What you need to do.
Transcribe each record below word for word.

Dataset records.
#####

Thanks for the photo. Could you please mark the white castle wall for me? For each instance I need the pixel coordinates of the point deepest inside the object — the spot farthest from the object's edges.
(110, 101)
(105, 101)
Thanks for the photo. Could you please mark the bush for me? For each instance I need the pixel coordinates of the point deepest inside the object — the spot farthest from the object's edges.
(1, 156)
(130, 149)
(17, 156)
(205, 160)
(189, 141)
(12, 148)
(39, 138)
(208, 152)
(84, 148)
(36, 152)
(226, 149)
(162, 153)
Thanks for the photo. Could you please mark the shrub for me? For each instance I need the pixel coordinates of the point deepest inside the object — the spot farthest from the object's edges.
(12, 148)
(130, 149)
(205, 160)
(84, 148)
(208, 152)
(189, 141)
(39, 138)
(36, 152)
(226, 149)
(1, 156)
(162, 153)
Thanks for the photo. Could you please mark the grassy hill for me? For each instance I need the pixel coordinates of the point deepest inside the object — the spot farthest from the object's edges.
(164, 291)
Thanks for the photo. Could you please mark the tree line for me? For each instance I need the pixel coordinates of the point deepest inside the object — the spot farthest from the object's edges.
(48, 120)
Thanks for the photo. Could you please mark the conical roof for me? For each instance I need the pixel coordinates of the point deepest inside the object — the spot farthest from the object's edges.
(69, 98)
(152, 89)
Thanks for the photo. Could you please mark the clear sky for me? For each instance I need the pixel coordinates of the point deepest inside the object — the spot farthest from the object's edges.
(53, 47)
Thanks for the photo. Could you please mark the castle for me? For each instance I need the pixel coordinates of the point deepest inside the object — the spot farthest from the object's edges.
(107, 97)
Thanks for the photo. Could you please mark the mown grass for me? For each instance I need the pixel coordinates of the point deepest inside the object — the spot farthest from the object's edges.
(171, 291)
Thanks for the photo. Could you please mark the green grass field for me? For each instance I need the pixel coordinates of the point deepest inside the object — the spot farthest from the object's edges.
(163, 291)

#####

Expected answer.
Thanks for the photo. Could you please mark the white castle wall for me? For each instance I need the pixel coordinates of the point deepest inside the object — the spot farthest from the object's edges.
(110, 101)
(105, 101)
Thanks for the photo. Could you please mark the bush for me? For each instance I need the pixel coordinates of the point deepest inside the object — the spot farthest from the object's edges.
(1, 156)
(130, 149)
(17, 156)
(205, 160)
(189, 141)
(12, 148)
(39, 138)
(208, 152)
(84, 148)
(36, 152)
(226, 149)
(162, 153)
Thanks for the photo. Could you please mark the shrub for me? For each instance I need the pixel coordinates of the point deepest inside the object — the spot farthest from the object's edges.
(12, 148)
(130, 149)
(205, 160)
(84, 148)
(208, 152)
(189, 141)
(39, 138)
(36, 152)
(226, 149)
(1, 156)
(162, 153)
Thanks for the photo. Could you please mark the grassy hill for me? For each instance I need the pixel coordinates of the point deepest inside the object — the spot farthest from the object's edges.
(164, 291)
Thanks for the photo. Could you please mark the tree line for me? For each instance I need the pixel coordinates of the point deepest inside the object — the spot farthest from the object's edges.
(48, 120)
Thanks for the photo. Could you please mark the conical roof for me? For each instance I need the pixel coordinates of the point deepest inside the object — the spot farthest from the object's edges.
(69, 98)
(152, 89)
Thanks for the photo. Could you please mark the clear sky for me? For each instance I need the pixel coordinates of the point deepest inside the object — the spot farthest from the object's edges.
(53, 47)
Thanks for the photo. Could you please mark the castle for me? For each instance I need the pixel coordinates of the point deepest inside the object — the spot farthest from the object's edges.
(107, 97)
Thanks for the photo. Could you please mark the mown grass for me? For each instance I need the pixel coordinates of the point deepest inside the object — the spot farthest from the object's edges.
(171, 291)
Thanks for the photo. Could you please mark the green grass field for me? For each instance I need the pixel coordinates of the point deepest inside the object — the spot farthest from the object's edges.
(163, 291)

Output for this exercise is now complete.